• **Your objective**
Copy out every row below that contains the word "blue", leaving each one unchanged.

◇ ◇ ◇

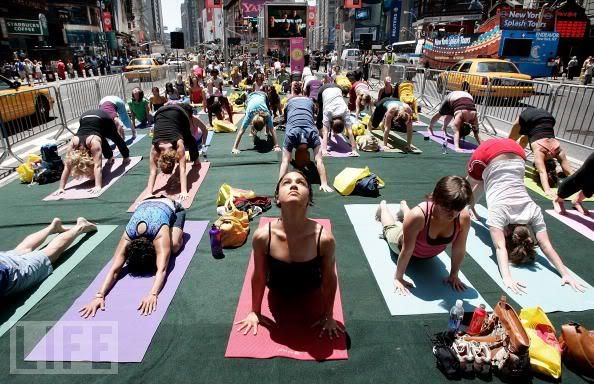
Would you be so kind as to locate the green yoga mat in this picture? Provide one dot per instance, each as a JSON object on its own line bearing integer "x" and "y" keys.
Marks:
{"x": 63, "y": 269}
{"x": 397, "y": 141}
{"x": 534, "y": 187}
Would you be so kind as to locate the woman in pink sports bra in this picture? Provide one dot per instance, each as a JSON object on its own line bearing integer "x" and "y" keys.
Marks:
{"x": 426, "y": 230}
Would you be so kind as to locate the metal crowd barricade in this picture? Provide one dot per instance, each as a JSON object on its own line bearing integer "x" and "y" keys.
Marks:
{"x": 506, "y": 98}
{"x": 25, "y": 114}
{"x": 573, "y": 108}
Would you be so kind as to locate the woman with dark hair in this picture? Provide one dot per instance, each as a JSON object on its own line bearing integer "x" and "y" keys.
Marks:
{"x": 88, "y": 148}
{"x": 426, "y": 230}
{"x": 515, "y": 222}
{"x": 153, "y": 234}
{"x": 294, "y": 257}
{"x": 534, "y": 127}
{"x": 172, "y": 136}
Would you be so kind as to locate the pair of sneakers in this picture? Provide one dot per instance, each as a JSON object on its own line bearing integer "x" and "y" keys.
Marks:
{"x": 474, "y": 356}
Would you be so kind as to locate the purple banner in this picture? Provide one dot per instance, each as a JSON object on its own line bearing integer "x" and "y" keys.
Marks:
{"x": 251, "y": 8}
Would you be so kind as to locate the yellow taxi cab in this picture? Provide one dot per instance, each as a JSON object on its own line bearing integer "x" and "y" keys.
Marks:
{"x": 143, "y": 69}
{"x": 17, "y": 101}
{"x": 474, "y": 76}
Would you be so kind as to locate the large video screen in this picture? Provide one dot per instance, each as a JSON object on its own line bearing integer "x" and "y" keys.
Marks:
{"x": 286, "y": 21}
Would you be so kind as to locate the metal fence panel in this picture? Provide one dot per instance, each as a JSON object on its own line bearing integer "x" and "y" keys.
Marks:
{"x": 573, "y": 108}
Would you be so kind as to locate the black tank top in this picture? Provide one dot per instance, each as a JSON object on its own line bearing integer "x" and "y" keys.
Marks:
{"x": 294, "y": 277}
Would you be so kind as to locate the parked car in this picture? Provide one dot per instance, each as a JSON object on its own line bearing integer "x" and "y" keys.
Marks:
{"x": 143, "y": 69}
{"x": 474, "y": 76}
{"x": 17, "y": 101}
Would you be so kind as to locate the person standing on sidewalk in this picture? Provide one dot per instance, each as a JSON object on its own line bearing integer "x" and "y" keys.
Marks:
{"x": 572, "y": 67}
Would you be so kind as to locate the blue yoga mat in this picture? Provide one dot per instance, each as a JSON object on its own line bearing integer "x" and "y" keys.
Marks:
{"x": 430, "y": 294}
{"x": 543, "y": 281}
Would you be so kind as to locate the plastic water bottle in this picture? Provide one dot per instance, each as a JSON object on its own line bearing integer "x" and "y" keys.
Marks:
{"x": 456, "y": 315}
{"x": 216, "y": 247}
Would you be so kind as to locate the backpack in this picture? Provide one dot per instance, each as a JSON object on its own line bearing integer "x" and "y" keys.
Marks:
{"x": 367, "y": 186}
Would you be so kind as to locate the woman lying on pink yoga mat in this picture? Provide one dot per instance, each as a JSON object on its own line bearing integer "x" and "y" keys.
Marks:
{"x": 294, "y": 256}
{"x": 515, "y": 221}
{"x": 426, "y": 230}
{"x": 154, "y": 233}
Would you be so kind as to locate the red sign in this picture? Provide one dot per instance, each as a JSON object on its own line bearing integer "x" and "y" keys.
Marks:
{"x": 353, "y": 4}
{"x": 214, "y": 3}
{"x": 107, "y": 27}
{"x": 311, "y": 16}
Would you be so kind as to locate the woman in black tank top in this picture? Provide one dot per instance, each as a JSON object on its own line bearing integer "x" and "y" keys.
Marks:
{"x": 89, "y": 146}
{"x": 294, "y": 256}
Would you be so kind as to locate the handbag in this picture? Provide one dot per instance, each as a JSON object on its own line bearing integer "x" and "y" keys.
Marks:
{"x": 234, "y": 226}
{"x": 227, "y": 192}
{"x": 578, "y": 348}
{"x": 545, "y": 349}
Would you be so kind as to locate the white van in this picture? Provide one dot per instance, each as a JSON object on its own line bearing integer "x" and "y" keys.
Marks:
{"x": 349, "y": 55}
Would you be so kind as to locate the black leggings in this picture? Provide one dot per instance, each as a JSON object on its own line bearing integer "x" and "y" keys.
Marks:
{"x": 581, "y": 180}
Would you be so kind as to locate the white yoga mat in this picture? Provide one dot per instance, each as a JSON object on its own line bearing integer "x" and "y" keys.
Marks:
{"x": 543, "y": 281}
{"x": 430, "y": 294}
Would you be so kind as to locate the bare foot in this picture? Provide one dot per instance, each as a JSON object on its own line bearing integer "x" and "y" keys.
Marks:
{"x": 403, "y": 210}
{"x": 578, "y": 206}
{"x": 378, "y": 213}
{"x": 56, "y": 226}
{"x": 559, "y": 207}
{"x": 85, "y": 225}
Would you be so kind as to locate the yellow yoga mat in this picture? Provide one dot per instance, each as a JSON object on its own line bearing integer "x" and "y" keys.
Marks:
{"x": 533, "y": 185}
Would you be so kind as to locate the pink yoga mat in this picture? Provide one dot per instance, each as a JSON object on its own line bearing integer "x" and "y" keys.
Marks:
{"x": 291, "y": 334}
{"x": 339, "y": 146}
{"x": 465, "y": 146}
{"x": 118, "y": 334}
{"x": 79, "y": 188}
{"x": 168, "y": 185}
{"x": 576, "y": 221}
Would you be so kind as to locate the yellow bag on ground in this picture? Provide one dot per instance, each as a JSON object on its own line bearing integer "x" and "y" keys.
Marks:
{"x": 27, "y": 170}
{"x": 222, "y": 126}
{"x": 343, "y": 82}
{"x": 545, "y": 357}
{"x": 227, "y": 192}
{"x": 234, "y": 226}
{"x": 347, "y": 179}
{"x": 406, "y": 91}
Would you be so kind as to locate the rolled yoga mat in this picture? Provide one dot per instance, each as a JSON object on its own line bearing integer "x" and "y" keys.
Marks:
{"x": 120, "y": 333}
{"x": 576, "y": 221}
{"x": 77, "y": 189}
{"x": 169, "y": 186}
{"x": 430, "y": 295}
{"x": 544, "y": 287}
{"x": 14, "y": 308}
{"x": 535, "y": 187}
{"x": 465, "y": 146}
{"x": 294, "y": 337}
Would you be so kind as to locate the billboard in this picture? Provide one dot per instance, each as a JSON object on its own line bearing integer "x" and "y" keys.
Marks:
{"x": 286, "y": 21}
{"x": 453, "y": 7}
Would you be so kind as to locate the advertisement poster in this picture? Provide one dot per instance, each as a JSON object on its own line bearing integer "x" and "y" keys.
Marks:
{"x": 297, "y": 55}
{"x": 395, "y": 21}
{"x": 527, "y": 19}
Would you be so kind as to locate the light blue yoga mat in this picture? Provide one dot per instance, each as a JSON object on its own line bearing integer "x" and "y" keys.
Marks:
{"x": 430, "y": 294}
{"x": 543, "y": 281}
{"x": 59, "y": 273}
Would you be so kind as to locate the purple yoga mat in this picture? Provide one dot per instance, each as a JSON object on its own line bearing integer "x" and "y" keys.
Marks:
{"x": 77, "y": 189}
{"x": 465, "y": 146}
{"x": 339, "y": 146}
{"x": 118, "y": 334}
{"x": 576, "y": 221}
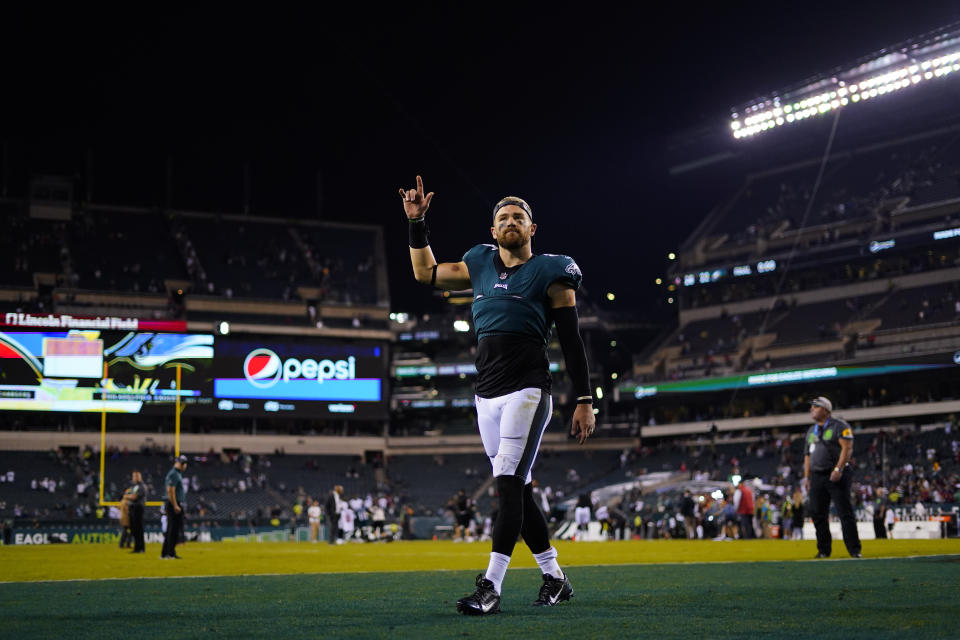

◇ ◇ ◇

• **Output for this exercise**
Would you be so kind as to locate the blue yoga mat in this picture? Provide one dot per instance, each as a JSON object on its own line bearing integer "x" and "y" keys.
Would you be so kind as to locate the light blue yoga mat in this picture? Provide one dot per instance, each as a JSON object on its own line bearing integer "x" and "y" keys.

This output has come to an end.